Starting at the line that contains "Category: hardwood court floor" and ending at the line that contains "(1245, 851)", output those lines of the records below as a numbered list, leaving out any blank lines.
══ INFORMATION SHOWN
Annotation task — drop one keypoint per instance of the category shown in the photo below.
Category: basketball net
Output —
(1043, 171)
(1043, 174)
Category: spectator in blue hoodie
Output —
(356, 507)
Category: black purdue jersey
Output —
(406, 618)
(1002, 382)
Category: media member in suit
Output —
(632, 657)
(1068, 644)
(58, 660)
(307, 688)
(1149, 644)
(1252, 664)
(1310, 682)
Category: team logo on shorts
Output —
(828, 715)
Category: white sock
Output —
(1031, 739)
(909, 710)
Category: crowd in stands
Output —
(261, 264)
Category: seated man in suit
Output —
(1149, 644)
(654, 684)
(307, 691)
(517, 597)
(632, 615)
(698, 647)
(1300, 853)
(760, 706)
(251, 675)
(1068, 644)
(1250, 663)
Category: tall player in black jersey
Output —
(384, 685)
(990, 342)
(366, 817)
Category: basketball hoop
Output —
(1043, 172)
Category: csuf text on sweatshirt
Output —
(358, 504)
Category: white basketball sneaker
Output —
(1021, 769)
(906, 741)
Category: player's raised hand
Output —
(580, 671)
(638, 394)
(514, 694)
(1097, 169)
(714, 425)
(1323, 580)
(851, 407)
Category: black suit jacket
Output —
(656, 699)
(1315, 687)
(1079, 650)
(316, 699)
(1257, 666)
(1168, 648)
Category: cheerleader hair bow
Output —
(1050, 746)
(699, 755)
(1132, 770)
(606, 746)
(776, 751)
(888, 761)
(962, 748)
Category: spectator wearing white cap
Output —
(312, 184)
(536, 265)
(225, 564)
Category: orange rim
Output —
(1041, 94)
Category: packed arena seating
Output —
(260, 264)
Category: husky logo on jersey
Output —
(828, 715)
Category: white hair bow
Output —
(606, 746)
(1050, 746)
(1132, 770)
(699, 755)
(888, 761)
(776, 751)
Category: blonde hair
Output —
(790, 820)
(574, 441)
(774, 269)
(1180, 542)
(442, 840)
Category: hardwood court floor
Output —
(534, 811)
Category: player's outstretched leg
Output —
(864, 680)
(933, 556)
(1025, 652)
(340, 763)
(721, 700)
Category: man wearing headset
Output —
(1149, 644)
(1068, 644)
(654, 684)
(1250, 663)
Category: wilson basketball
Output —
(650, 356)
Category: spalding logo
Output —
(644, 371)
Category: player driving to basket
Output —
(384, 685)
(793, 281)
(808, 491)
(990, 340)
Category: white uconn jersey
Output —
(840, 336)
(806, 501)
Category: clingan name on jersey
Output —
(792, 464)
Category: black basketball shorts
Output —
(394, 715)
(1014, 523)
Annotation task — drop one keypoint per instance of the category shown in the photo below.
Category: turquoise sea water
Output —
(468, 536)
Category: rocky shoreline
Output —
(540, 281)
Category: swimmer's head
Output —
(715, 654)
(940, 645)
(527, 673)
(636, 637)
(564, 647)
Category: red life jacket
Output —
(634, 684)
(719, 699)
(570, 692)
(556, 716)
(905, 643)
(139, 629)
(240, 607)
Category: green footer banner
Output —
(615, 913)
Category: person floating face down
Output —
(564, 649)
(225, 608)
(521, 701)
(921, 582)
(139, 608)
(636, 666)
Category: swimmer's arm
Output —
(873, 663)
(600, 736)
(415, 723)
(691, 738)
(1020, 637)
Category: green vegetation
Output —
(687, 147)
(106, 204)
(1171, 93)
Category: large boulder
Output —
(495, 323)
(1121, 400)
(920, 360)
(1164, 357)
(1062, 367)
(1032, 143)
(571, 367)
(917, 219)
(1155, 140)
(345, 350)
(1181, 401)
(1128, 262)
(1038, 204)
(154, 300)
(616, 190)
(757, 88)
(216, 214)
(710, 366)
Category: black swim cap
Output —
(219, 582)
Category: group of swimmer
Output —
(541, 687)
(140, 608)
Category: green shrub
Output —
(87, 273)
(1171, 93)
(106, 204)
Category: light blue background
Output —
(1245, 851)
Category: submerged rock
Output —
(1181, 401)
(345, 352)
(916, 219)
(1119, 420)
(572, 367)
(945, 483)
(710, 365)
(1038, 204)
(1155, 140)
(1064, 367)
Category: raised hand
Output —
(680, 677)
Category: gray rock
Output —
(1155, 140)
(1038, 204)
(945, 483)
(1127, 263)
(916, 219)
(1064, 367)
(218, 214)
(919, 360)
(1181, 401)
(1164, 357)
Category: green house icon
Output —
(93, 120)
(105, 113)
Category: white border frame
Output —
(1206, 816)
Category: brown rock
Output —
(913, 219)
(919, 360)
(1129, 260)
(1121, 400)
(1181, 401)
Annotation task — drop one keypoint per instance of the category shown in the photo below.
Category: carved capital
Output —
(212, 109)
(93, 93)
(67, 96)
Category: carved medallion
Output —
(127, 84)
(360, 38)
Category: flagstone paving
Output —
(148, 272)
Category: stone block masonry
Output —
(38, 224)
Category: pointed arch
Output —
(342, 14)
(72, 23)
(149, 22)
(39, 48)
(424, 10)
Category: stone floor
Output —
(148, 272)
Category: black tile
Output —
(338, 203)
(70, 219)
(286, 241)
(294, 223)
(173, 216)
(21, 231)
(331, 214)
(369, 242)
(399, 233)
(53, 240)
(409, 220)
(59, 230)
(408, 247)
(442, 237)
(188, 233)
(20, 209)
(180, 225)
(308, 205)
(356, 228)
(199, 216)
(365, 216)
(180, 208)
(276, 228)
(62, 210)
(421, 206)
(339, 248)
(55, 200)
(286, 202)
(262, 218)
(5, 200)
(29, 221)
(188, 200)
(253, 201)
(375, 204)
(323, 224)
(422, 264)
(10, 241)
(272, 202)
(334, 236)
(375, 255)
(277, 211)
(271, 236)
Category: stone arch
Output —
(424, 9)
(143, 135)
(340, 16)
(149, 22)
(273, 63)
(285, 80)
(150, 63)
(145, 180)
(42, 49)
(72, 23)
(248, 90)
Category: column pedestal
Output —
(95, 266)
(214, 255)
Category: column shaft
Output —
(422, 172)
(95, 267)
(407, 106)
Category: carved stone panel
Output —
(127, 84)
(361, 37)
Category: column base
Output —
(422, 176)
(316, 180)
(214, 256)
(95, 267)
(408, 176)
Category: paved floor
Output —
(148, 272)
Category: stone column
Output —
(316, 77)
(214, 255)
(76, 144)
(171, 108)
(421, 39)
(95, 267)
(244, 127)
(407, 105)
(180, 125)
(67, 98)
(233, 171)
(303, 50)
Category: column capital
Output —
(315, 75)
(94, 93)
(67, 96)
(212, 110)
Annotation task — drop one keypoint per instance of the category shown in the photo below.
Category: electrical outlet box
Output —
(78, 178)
════
**SOLUTION**
1. Category: hardwood court floor
2. Output —
3. (534, 811)
4. Category: player's outstretched leg
5. Output —
6. (864, 680)
7. (933, 556)
8. (1025, 652)
9. (340, 763)
10. (721, 700)
11. Category: man wearing headset
12. Output —
13. (1149, 644)
14. (1068, 644)
15. (654, 684)
16. (1250, 663)
17. Category: wilson basketball
18. Output —
19. (650, 356)
20. Category: spalding logo
21. Output —
22. (644, 371)
23. Category: player driving to basket
24. Output —
25. (384, 685)
26. (793, 281)
27. (808, 491)
28. (990, 340)
29. Category: white uconn jersey
30. Output —
31. (840, 336)
32. (806, 501)
33. Category: clingan name on jersey
34. Output —
35. (792, 464)
36. Category: black basketball shorts
37. Output —
38. (394, 715)
39. (1014, 523)
40. Annotation task — drop one keypoint per instance of the category shown in the photo below.
41. Category: turquoise sea water
42. Output —
43. (468, 536)
44. Category: rocky shoreline
45. Output —
46. (540, 281)
47. Category: swimmer's head
48. Output —
49. (715, 654)
50. (940, 645)
51. (527, 673)
52. (636, 637)
53. (564, 647)
54. Category: red life jacket
55. Output —
56. (634, 684)
57. (719, 699)
58. (570, 692)
59. (556, 716)
60. (905, 643)
61. (139, 629)
62. (240, 607)
63. Category: green footer banner
64. Output —
65. (615, 913)
66. Category: person floating face down
67. Output —
68. (564, 649)
69. (225, 608)
70. (521, 701)
71. (921, 582)
72. (139, 608)
73. (636, 666)
74. Category: swimmer's arm
75. Output —
76. (873, 663)
77. (600, 736)
78. (415, 723)
79. (691, 738)
80. (1020, 637)
81. Category: green vegetation
82. Output —
83. (687, 147)
84. (106, 204)
85. (1171, 93)
86. Category: large boulder
87. Output —
88. (495, 323)
89. (1121, 400)
90. (920, 360)
91. (1164, 357)
92. (1062, 367)
93. (1032, 143)
94. (571, 367)
95. (917, 219)
96. (1155, 140)
97. (345, 350)
98. (1181, 401)
99. (1128, 262)
100. (1038, 204)
101. (154, 300)
102. (616, 190)
103. (757, 88)
104. (216, 214)
105. (710, 366)
106. Category: black swim cap
107. Output —
108. (219, 582)
109. Category: group of swimmer
110. Output —
111. (541, 687)
112. (140, 608)
113. Category: green shrub
114. Output —
115. (87, 273)
116. (1171, 93)
117. (106, 204)
118. Category: light blue background
119. Output —
120. (1245, 851)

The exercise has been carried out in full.